** MATERIAL SUPPLIED follows **

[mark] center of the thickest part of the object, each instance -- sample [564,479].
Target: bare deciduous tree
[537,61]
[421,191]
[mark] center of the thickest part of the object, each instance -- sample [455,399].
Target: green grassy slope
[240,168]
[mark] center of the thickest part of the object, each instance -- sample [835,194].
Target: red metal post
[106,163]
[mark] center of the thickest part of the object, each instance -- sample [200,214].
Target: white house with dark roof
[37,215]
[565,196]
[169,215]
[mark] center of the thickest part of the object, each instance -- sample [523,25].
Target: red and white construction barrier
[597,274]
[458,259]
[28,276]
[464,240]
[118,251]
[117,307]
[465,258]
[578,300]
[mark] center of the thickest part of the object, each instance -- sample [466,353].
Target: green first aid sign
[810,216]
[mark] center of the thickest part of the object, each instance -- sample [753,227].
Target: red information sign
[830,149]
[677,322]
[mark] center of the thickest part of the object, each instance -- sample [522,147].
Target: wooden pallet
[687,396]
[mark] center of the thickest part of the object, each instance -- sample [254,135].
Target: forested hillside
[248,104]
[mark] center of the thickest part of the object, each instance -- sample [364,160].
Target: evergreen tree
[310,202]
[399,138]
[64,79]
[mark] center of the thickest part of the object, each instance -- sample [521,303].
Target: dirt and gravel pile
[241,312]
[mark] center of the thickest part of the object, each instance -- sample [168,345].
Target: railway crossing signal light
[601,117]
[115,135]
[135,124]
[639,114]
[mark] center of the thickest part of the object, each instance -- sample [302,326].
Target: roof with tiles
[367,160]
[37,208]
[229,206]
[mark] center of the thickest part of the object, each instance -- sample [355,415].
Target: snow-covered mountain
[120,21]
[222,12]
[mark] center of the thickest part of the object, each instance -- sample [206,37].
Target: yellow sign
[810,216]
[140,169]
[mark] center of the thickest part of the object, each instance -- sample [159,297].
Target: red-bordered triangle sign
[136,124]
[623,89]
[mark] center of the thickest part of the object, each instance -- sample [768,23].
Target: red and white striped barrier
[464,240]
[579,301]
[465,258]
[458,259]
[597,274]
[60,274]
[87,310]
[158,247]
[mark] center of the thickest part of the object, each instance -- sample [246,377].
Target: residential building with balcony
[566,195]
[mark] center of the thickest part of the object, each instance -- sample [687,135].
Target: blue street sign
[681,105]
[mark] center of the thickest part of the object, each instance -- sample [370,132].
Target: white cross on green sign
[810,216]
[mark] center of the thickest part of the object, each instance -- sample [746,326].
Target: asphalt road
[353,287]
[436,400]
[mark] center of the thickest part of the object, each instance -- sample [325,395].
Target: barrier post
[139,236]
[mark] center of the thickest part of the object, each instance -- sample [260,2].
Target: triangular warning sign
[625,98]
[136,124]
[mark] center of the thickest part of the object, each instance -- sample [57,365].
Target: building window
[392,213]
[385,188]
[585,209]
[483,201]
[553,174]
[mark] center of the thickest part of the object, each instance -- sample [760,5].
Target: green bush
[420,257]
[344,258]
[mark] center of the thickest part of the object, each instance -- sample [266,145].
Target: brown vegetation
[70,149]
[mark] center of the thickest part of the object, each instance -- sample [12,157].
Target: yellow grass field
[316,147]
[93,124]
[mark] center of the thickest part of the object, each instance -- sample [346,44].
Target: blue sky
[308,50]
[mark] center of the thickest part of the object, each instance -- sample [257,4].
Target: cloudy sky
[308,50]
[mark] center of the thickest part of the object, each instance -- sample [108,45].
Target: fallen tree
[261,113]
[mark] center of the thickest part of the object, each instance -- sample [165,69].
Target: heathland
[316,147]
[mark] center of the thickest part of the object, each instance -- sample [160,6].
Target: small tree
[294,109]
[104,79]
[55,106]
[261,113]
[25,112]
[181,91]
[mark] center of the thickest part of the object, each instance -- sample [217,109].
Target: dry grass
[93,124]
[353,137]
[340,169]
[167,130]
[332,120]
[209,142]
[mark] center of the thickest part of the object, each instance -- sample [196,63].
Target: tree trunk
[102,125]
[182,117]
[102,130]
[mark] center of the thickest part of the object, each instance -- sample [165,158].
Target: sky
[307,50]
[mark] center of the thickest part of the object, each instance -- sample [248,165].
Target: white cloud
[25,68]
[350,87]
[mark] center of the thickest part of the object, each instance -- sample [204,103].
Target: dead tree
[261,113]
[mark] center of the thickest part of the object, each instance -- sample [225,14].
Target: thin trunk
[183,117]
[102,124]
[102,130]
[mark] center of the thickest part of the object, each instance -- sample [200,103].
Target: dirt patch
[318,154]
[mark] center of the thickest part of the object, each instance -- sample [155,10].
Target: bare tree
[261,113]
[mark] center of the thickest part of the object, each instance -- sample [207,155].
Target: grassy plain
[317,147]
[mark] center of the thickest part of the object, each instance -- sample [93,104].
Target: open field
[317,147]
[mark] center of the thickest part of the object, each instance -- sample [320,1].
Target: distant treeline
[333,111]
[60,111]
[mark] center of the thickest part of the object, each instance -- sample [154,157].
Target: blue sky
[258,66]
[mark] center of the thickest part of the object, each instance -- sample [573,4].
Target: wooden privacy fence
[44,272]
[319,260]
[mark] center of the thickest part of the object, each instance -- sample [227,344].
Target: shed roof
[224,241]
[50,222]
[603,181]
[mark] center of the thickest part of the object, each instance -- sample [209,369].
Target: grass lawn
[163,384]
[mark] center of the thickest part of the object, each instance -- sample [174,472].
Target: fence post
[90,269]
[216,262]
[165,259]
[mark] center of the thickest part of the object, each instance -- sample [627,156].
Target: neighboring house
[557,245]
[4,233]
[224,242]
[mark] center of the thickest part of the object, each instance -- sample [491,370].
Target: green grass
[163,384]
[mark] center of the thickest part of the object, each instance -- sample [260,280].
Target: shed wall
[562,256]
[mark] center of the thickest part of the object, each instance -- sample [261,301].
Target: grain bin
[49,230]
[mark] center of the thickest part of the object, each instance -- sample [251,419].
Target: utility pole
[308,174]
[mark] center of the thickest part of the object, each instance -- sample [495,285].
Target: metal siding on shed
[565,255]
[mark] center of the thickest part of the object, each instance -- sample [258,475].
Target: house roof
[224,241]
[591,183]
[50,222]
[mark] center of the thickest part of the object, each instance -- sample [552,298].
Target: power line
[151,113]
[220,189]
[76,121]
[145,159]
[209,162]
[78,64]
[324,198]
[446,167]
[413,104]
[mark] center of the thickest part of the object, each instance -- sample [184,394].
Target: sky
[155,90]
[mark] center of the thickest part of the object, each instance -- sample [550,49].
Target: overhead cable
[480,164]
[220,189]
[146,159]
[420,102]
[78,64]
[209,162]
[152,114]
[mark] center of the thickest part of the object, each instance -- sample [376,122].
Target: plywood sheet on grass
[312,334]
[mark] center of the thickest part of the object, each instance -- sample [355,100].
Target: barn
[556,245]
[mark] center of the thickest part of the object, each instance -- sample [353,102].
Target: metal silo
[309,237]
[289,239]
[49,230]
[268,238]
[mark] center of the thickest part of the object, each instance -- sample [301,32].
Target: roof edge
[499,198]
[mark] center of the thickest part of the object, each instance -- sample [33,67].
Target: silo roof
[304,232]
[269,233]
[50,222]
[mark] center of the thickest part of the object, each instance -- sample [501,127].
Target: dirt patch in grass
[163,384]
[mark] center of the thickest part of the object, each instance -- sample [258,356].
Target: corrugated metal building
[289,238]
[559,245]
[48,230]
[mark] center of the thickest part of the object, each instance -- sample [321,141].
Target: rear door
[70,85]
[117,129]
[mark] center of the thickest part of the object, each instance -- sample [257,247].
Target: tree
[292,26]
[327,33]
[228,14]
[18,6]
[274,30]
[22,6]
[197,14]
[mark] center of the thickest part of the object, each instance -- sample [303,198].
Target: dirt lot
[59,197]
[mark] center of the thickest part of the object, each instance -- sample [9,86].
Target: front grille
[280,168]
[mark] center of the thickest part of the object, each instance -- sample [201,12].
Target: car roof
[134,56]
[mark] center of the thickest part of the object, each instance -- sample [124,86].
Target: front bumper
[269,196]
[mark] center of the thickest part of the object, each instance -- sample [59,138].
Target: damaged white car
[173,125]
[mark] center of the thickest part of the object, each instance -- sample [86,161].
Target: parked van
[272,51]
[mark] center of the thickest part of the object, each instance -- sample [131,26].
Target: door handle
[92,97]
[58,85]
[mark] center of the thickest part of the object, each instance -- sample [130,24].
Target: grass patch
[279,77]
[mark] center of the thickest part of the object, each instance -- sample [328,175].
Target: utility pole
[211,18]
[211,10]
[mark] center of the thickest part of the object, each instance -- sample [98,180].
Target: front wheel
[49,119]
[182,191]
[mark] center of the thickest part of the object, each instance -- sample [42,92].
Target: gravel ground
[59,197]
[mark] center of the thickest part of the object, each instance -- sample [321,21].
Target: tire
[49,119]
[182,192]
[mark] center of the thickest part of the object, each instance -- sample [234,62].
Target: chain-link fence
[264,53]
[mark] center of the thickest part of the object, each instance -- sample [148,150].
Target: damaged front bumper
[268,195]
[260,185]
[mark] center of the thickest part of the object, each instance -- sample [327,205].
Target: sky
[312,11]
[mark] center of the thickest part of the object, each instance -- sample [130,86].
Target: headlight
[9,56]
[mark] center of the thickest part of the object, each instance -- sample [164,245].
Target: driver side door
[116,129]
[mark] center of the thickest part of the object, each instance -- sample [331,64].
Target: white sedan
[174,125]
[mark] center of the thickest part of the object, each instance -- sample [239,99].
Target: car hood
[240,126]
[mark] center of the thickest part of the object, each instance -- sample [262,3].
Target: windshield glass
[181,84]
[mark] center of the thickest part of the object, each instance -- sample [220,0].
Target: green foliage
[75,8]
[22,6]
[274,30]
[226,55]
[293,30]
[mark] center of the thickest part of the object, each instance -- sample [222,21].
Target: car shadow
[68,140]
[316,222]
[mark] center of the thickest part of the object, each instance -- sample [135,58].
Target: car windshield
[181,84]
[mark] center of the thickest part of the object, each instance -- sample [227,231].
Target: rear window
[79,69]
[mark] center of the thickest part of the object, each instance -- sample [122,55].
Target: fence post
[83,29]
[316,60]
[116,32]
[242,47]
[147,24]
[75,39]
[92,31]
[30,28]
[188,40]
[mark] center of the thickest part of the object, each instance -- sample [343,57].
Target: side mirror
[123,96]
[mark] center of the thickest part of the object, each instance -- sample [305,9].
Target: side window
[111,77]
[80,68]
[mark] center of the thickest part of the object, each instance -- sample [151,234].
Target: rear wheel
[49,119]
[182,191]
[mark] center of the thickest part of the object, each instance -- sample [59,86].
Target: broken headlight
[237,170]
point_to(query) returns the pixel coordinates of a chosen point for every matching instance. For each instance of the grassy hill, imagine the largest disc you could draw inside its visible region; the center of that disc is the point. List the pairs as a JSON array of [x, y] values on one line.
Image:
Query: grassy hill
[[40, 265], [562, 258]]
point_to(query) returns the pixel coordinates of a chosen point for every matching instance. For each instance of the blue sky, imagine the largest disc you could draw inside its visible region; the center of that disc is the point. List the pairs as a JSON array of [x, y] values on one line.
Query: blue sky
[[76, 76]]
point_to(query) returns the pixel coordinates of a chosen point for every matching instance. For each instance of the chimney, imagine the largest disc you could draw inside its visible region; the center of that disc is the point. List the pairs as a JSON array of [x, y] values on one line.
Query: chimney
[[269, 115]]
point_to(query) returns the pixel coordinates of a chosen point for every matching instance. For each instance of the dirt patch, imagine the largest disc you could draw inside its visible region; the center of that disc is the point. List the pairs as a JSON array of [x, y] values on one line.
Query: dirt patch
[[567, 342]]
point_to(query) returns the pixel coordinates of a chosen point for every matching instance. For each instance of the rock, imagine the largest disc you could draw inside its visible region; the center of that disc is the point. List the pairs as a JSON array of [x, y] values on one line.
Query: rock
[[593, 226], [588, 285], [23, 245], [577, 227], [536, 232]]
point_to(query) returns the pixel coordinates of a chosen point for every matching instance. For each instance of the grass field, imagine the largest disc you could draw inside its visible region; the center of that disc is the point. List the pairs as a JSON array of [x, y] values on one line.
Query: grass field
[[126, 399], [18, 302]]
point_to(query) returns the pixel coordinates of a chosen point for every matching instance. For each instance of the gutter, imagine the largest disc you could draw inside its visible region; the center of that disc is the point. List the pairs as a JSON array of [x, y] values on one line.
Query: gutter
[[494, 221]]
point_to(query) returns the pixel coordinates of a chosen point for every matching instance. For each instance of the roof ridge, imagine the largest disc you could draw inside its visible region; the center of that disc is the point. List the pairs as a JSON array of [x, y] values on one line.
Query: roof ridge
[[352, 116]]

** End of MATERIAL SUPPLIED **

• [WHAT TO WORK ON] Only the lines from the beginning of the material through the line with "-- sample [302,326]." should appear in the answer, each copied exactly.

• [WRITTEN REPLY]
[mark] center of the thickest part of the object, each instance -- sample [564,479].
Target: bare deciduous tree
[537,61]
[421,191]
[mark] center of the thickest part of the object, each instance -- sample [455,399].
Target: green grassy slope
[240,168]
[mark] center of the thickest part of the object, each instance -- sample [835,194].
Target: red metal post
[106,163]
[mark] center of the thickest part of the object, each instance -- sample [200,214].
Target: white house with dark roof
[37,215]
[565,196]
[169,215]
[mark] center of the thickest part of the object, each instance -- sample [523,25].
Target: red and white construction barrier
[597,274]
[458,259]
[28,276]
[464,240]
[118,251]
[117,307]
[465,258]
[578,300]
[mark] center of the thickest part of the object, each instance -- sample [466,353].
Target: green first aid sign
[810,216]
[mark] center of the thickest part of the object, each instance -- sample [753,227].
Target: red information sign
[830,149]
[677,322]
[mark] center of the thickest part of the object, each instance -- sample [522,147].
Target: wooden pallet
[687,396]
[mark] center of the thickest part of the object, each instance -- sample [254,135].
Target: forested hillside
[248,104]
[mark] center of the thickest part of the object, each instance -- sample [364,160].
Target: evergreen tree
[310,202]
[399,138]
[64,79]
[mark] center of the thickest part of the object, each instance -- sample [521,303].
Target: dirt and gravel pile
[241,312]
[mark] center of the thickest part of the object, each instance -- sample [168,345].
Target: railway crossing signal light
[601,117]
[115,135]
[135,124]
[639,114]
[mark] center of the thickest part of the object, each instance -- sample [302,326].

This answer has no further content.